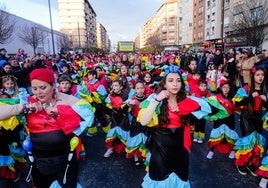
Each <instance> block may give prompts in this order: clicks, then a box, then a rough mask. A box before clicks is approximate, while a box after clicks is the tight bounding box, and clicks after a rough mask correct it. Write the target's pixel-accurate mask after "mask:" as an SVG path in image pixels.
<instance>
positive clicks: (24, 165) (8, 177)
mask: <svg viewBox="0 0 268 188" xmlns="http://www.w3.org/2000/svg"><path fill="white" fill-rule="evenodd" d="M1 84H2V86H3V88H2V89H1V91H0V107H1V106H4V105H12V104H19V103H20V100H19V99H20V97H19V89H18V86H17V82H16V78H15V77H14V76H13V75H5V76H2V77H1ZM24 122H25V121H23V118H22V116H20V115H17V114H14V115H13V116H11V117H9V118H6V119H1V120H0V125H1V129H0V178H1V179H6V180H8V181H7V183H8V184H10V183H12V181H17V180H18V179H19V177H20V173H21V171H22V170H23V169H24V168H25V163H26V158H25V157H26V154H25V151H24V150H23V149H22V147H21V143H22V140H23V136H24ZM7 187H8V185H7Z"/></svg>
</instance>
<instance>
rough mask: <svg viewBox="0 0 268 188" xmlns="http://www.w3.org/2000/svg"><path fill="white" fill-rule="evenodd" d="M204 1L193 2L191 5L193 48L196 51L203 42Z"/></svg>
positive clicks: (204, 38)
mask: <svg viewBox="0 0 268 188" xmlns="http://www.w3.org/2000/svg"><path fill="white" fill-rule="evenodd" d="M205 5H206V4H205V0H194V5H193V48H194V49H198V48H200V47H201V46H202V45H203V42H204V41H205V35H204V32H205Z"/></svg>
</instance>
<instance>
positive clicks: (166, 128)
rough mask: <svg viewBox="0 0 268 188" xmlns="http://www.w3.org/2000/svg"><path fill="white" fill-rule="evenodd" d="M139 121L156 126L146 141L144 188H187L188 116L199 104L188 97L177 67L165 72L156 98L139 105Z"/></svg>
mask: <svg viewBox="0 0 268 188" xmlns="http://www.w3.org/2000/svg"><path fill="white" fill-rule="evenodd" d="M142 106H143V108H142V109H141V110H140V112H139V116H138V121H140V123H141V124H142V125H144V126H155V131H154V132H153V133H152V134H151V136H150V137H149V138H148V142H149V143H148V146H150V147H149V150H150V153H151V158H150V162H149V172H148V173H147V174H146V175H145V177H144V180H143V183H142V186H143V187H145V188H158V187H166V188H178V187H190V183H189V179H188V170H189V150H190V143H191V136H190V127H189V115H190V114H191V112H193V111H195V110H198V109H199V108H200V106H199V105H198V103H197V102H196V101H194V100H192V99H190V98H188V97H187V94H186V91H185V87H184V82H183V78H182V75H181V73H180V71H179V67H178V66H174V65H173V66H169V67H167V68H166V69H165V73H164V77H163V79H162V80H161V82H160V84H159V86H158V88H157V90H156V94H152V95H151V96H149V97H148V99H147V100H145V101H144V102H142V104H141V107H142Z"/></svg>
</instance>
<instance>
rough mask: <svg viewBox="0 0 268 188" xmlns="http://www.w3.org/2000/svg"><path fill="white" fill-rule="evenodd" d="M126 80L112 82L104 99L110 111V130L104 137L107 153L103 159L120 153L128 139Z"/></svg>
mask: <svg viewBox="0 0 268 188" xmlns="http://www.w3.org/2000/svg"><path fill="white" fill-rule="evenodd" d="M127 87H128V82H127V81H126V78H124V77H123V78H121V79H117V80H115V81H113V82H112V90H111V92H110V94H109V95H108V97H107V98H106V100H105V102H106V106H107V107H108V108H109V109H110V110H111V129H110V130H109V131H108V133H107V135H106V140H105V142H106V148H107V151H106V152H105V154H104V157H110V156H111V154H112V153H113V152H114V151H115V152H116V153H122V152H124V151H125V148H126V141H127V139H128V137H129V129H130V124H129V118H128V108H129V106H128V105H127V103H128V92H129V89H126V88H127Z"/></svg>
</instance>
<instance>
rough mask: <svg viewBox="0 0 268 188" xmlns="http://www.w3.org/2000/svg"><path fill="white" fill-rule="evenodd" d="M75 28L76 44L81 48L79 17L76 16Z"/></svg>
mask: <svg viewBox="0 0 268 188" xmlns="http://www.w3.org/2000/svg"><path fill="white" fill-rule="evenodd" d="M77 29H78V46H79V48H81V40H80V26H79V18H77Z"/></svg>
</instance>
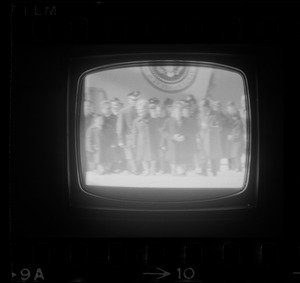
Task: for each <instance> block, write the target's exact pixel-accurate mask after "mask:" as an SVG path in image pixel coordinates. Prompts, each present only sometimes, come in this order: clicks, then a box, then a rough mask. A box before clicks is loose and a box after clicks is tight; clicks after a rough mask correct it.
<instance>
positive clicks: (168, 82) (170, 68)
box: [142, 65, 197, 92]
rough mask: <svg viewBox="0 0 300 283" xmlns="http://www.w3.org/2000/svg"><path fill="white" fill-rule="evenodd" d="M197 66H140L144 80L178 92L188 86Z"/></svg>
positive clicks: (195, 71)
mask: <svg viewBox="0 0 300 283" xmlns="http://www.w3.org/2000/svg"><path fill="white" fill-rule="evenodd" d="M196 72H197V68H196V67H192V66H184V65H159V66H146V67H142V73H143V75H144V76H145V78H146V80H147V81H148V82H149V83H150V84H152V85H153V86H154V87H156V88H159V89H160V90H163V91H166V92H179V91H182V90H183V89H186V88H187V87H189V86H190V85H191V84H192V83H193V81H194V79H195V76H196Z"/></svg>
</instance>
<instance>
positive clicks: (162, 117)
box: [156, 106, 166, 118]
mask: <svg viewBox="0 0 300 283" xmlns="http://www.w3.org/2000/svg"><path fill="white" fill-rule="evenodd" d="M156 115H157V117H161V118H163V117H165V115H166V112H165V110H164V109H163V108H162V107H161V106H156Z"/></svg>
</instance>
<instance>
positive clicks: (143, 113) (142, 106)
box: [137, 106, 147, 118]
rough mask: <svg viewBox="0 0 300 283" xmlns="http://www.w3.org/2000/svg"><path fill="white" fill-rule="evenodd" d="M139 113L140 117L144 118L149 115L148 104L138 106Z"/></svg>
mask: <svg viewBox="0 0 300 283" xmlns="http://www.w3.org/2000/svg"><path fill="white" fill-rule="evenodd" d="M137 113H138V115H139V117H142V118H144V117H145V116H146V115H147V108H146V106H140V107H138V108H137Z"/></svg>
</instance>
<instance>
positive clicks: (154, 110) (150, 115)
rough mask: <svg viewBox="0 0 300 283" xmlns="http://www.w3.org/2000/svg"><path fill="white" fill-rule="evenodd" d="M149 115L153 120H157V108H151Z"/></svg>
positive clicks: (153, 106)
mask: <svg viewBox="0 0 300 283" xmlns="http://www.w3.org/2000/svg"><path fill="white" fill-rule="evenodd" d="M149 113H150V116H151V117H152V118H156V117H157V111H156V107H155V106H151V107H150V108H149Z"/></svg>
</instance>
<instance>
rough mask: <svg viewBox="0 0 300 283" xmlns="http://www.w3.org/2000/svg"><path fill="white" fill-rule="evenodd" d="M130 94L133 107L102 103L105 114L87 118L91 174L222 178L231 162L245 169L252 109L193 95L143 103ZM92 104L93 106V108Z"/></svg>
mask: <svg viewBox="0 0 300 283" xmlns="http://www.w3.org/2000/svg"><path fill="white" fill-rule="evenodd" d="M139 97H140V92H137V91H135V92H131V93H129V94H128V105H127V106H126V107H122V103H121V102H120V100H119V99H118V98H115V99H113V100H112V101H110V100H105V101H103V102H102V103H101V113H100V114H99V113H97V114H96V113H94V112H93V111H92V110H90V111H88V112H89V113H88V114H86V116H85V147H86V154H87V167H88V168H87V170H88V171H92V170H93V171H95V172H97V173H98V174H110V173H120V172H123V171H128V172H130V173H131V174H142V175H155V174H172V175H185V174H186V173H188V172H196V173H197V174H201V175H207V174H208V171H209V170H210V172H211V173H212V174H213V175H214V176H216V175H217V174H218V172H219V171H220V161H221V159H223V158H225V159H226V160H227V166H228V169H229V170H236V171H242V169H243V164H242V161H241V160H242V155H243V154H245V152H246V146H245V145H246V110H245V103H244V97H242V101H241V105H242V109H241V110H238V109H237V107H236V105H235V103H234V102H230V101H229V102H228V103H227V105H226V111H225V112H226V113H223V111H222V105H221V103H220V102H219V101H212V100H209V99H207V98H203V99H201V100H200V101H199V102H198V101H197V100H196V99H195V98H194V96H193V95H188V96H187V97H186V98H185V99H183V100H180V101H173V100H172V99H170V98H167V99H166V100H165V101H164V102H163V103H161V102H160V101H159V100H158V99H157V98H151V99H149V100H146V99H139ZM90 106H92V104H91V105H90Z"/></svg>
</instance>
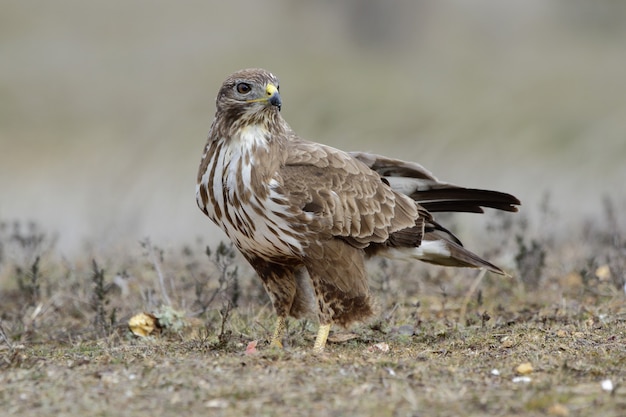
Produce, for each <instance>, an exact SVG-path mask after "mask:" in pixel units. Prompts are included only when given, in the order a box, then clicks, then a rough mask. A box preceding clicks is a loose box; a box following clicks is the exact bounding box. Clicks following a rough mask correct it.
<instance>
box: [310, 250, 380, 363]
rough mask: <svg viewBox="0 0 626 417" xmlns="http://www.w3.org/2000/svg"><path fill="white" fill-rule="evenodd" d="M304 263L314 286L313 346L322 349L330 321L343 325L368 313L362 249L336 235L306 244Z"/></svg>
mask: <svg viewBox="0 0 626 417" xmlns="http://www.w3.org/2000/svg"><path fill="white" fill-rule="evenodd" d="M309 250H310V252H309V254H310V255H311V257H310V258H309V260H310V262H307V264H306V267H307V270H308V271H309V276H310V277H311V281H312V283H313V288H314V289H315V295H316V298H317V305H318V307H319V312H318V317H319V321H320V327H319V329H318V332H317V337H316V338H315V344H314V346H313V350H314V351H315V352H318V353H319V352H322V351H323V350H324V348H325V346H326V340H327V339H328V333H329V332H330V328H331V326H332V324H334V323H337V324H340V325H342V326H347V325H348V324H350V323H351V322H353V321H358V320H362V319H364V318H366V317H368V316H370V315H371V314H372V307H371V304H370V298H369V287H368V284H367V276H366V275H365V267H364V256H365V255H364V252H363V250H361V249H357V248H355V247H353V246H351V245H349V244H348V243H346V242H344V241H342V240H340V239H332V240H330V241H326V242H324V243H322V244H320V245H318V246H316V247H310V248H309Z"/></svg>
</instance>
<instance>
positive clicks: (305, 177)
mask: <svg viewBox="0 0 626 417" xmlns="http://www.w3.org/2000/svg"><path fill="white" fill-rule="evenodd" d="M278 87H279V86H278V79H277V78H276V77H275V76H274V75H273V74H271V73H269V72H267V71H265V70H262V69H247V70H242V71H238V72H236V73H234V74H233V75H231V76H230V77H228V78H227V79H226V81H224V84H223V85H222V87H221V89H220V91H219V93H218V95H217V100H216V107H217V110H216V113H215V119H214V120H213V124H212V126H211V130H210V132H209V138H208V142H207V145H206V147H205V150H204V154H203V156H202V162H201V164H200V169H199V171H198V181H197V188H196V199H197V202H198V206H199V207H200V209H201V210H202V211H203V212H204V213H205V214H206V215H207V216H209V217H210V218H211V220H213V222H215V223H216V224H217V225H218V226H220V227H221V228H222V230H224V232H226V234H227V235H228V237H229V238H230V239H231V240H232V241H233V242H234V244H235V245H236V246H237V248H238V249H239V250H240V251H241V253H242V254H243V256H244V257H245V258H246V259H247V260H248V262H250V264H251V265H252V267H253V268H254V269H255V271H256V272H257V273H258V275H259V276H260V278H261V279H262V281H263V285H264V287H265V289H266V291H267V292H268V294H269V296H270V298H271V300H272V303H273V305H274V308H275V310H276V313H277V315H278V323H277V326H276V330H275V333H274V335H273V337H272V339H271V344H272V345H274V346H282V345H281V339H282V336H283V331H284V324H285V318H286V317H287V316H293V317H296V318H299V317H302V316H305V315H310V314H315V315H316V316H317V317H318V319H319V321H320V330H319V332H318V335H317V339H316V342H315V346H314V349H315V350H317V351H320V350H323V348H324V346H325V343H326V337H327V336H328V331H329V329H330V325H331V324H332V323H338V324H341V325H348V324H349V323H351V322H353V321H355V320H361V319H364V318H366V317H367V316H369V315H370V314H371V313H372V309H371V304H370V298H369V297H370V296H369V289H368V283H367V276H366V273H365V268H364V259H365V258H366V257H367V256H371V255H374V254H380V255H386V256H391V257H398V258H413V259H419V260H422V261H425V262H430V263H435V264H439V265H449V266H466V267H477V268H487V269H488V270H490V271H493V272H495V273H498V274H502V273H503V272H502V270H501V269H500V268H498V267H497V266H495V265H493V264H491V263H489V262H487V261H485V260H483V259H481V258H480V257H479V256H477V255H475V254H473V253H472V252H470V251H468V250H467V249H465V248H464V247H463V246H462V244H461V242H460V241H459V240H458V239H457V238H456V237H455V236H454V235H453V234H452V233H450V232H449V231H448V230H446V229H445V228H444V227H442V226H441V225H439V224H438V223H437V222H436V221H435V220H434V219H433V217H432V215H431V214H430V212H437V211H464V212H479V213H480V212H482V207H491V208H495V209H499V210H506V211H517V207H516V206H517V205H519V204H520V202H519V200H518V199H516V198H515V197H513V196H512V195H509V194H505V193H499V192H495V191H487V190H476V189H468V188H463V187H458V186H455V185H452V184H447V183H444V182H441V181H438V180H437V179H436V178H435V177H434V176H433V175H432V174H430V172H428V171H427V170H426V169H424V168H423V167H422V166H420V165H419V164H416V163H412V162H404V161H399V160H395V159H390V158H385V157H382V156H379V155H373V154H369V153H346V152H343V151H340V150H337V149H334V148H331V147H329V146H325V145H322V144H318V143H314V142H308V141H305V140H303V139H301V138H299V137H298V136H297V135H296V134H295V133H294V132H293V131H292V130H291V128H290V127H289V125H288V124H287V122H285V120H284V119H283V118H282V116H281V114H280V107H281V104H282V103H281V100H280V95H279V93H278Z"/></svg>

▬▬▬▬▬▬

> YOUR ASSIGNMENT
Collect every line of the listing above that contains the word "accurate".

> TASK ANSWER
Each <instance> block may give prompts in this order: clicks, then a box, then a rough mask. A box before clicks is approximate, while a box after clicks is the tight bounding box, and clicks after a rough mask correct it. Write the target's pixel-accurate mask after "mask:" as an SVG path in image pixels.
Task: for each <instance> block, write the target's exact pixel-accurate mask after "mask:" as an SVG path in image pixel coordinates. Prompts, each present only sometimes, come in this order: clicks, then a box, then a rough mask. A box before clicks is loose and a box after clicks is tight; clicks after a rough mask correct it.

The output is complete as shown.